> _TEXTO FORNECIDO_:
* * * * * * * * *

MANDADO DE SEGURANÇA Nº 20.178 – DF (2013/0153977-8)

RELATOR : MINISTRO NAPOLEÃO NUNES MAIA FILHO
IMPETRANTE : RAIMUNDO RICARDO DE OLIVEIRA
ADVOGADO : ALEXANDRE AUGUSTO SANTOS DE VASCONCELOS E OUTRO(S)
IMPETRADO : MINISTRO DE ESTADO DA JUSTIÇA

 

DECISÃO

MANDADO DE SEGURANÇA. PEDIDO DE LIMINAR. ANISTIADO POLÍTICO, EX-INTEGRANTE DA AERONÁUTICA. AUTORIZAÇÃO PELO MINISTRO DE ESTADO DA JUSTIÇA PARA ABERTURA DE PROCESSO DE ANULAÇÃO DA ANISTIA. DECURSO DE MAIS DE 5 ANOS DESDE A PUBLICAÇÃO DA PORTARIA ANISTIADORA ATÉ A PRETENSA REVISÃO DO ATO PELA ADMINISTRAÇÃO PÚBLICA. DECADÊNCIA. ART. 54 DA LEI 9.784/99. MS 15.346/DF, REL. MIN. HAMILTON CARVALHIDO, DJe 03.12.2010. PREPONDERÂNCIA DOS PRINCÍPIOS DA CONFIANÇA E DA SEGURANÇA JURÍDICA, PILARES DE FERRO DO ESTADO DEMOCRÁTICO DE DIREITO. PRESENÇA DE PERICULUM IN MORA E FUMUS BONI IURIS. MEDIDA LIMINAR DEFERIDA PARA DETERMINAR QUE A AUTORIDADE APONTADA COMO COATORA SE ABSTENHA DE PRATICAR QUALQUER ATO QUE IMPORTE NA SUSPENSÃO E/OU CANCELAMENTO DA ANISTIA CONCEDIDA AO IMPETRANTE, ATÉ FINAL JULGAMENTO DO PRESENTE MANDADO DE SEGURANÇA.

* * * * * * * * *

> _REQUISITOS DO EXERCÍCIO_:
• A. Segundo o texto da decisão sobre o mandado de segurança, quem é o relator do caso?
• B. Retome o texto da decisão sobre o mandado de segurança logo após a última frase apresentada e continue a redação.

Trechos de dados de apontamento
* * * * * * * * *

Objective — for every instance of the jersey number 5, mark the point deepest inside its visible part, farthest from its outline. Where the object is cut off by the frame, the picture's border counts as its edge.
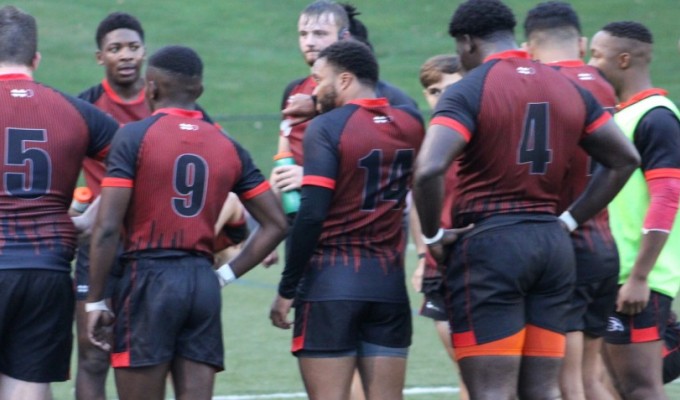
(395, 187)
(36, 168)
(534, 148)
(190, 182)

* * * * * * * * *

> _RESPOSTAS DAS TAREFAS_:
• A. O Ministro Napoleão Nunes Maia Filho.

• B.
1. Trata-se de Mandado de Segurança com pedido de medida liminar impetrado por RAIMUNDO RICARDO DE OLIVEIRA, anistiado político, no qual aponta como autoridade coatora o MINISTRO DE ESTADO DA JUSTIÇA e, como ato coator, o despacho que autorizou a abertura de processo para anulação da Portaria anistiadora que o beneficiou.

2. Narra a inicial que o ex-militar foi declarado Anistiado Político por meio de Portaria1.617, de 28.11.2002, passando, desde então, a perceber a reparação econômica correspondente na forma de prestações mensais, permanentes e continuadas.

3. Aduz que, conquanto não tenha sido informado, nos últimos anos, de qualquer iniciativa da Administração para revisar ou anular a anistia concedida, em 15.02.2011, foi editada a Portaria Interministerial 134, do Ministro de Estado da Justiça e do Advogado Geral da União, criando o Grupo de Trabalho Interministerial com a finalidade de reexaminar as anistias embasadas na Portaria 1.104-GM3/1964, sendo que recentemente o Ministro da Justiça proferiu despacho autorizando a abertura de processo de anulação da portaria de anistia.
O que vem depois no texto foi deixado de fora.